What is being asked: Rewrite the entries below with every "pointer" swapped for "marker" and nothing else changed, leaving out the pictures.

Supplied data:
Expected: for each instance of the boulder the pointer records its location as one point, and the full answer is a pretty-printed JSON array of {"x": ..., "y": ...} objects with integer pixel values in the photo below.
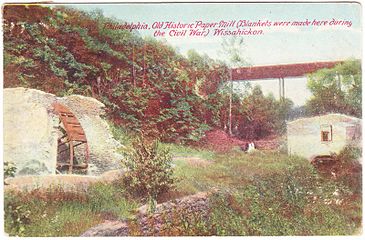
[{"x": 31, "y": 130}]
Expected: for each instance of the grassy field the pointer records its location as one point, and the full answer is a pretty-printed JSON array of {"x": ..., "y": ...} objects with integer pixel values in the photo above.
[{"x": 263, "y": 193}]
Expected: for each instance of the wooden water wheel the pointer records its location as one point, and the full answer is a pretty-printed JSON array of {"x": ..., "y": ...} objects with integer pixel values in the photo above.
[{"x": 73, "y": 136}]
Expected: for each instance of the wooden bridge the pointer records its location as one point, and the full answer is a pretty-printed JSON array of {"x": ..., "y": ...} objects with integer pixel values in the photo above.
[{"x": 280, "y": 72}]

Answer for this exercise:
Expected: for each instance of the boulder the marker records its location as one point, and the full answer is a pretty-printed JSON array of {"x": ..., "y": ...} objects with integer pixel values in the photo below.
[{"x": 31, "y": 130}]
Expected: for each instance of the grassy field the marker records its location as one point, and the full answer is a pretty-printed JSON array of {"x": ..., "y": ...} objects with integer pixel values in the photo above.
[{"x": 263, "y": 193}]
Expected: for each instance of the wooden water wheel the marker records its location as one point, and the full answer is a pretty-printed JSON array of {"x": ..., "y": ...} objects with integer pixel values in the photo above.
[{"x": 73, "y": 136}]
Expected: for each instance of the wooden bridge the marker records its location as one point, and the full answer is a pretty-printed JSON array of {"x": ..., "y": ...} objects with integer pixel values in the photo above.
[{"x": 280, "y": 72}]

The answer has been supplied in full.